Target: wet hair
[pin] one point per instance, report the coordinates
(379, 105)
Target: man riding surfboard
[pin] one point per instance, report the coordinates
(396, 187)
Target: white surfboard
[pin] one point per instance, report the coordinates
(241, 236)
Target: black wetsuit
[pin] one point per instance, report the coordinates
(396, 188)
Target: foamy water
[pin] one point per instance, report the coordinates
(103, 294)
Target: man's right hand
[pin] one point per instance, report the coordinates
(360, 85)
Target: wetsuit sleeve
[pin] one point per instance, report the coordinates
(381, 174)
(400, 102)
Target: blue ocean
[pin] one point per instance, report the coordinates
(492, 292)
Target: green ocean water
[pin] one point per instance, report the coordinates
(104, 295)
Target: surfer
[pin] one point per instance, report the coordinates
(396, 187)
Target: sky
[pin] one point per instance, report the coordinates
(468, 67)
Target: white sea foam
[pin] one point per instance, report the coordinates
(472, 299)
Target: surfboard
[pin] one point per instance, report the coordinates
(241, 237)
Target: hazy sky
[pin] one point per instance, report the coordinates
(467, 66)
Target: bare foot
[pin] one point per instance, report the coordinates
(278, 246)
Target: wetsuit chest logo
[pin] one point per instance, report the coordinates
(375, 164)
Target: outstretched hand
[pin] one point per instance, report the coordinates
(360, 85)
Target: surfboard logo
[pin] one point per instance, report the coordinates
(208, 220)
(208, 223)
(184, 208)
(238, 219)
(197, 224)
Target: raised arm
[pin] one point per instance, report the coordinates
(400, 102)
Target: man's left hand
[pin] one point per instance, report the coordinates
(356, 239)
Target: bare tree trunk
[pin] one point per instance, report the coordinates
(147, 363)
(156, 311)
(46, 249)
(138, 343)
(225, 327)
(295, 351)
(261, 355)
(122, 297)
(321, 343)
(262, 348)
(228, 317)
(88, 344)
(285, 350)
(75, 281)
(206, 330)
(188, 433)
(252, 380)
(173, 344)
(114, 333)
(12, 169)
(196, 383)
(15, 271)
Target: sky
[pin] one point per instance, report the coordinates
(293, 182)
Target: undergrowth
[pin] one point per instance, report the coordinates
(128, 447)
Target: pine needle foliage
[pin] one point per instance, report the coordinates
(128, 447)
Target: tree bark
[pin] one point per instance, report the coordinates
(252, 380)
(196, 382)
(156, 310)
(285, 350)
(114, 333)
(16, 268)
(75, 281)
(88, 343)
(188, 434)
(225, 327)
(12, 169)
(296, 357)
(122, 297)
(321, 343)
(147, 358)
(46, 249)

* * *

--- Written instruction ---
Rewrite all of the records above, changing every "report the coordinates" to "give the coordinates" and keeping everything else the same.

--- Complete response ---
Target: wet hair
[pin] one point per instance, give the coordinates
(379, 105)
Target: man riding surfboard
[pin] one point per instance, give the coordinates
(396, 187)
Target: white surfboard
[pin] one point per instance, give the coordinates
(241, 236)
Target: black wetsuit
[pin] one point per instance, give the coordinates
(396, 188)
Target: foamy water
[pin] one point per instance, give the coordinates
(103, 294)
Target: man's right hand
[pin] one point per instance, give the coordinates
(360, 85)
Target: wetsuit sleeve
[pin] one point per instance, give the coordinates
(381, 174)
(400, 102)
Target: blue ocean
[pin] one point per instance, give the coordinates
(492, 292)
Target: green ocean water
[pin] one point per instance, give the coordinates
(104, 295)
Target: surfer
[pin] one point per instance, give the coordinates
(396, 187)
Target: sky
[pin] one point per instance, give the coordinates
(468, 67)
Target: white sea foam
[pin] one point per instance, give the coordinates
(472, 299)
Target: surfboard
[pin] one point per instance, give the coordinates
(241, 237)
Target: hazy sky
[pin] one point per instance, give the coordinates
(467, 66)
Target: bare foot
[pin] one point per instance, give the coordinates
(278, 246)
Target: wetsuit chest logo
[pin] one point per instance, give the coordinates
(375, 164)
Target: outstretched hand
[pin] one point per instance, give the coordinates
(360, 85)
Target: surfboard logo
[pin] one point per instance, give the coordinates
(208, 220)
(208, 223)
(184, 208)
(238, 219)
(197, 224)
Target: raised arm
[pin] one point per instance, give the coordinates
(400, 102)
Target: man's left hand
[pin] one point per instance, give the coordinates
(356, 239)
Target: bare tree trunk
[pin] one point per instance, give the coordinates
(147, 363)
(156, 311)
(46, 249)
(138, 343)
(225, 327)
(295, 351)
(261, 355)
(122, 297)
(321, 343)
(262, 348)
(228, 317)
(88, 344)
(285, 350)
(75, 281)
(206, 330)
(188, 433)
(252, 380)
(173, 344)
(114, 333)
(12, 169)
(196, 383)
(15, 271)
Target: sky
[pin] one point per instance, give the coordinates
(293, 182)
Target: undergrowth
[pin] one point per instance, give the coordinates
(128, 447)
Target: pine needle foliage
[pin] one point per instance, give the coordinates
(128, 447)
Target: tree bark
[pin] one point per instance, give the coordinates
(252, 380)
(196, 382)
(156, 310)
(285, 350)
(114, 333)
(16, 268)
(75, 281)
(88, 343)
(188, 434)
(225, 327)
(12, 169)
(296, 357)
(122, 297)
(321, 343)
(147, 358)
(46, 249)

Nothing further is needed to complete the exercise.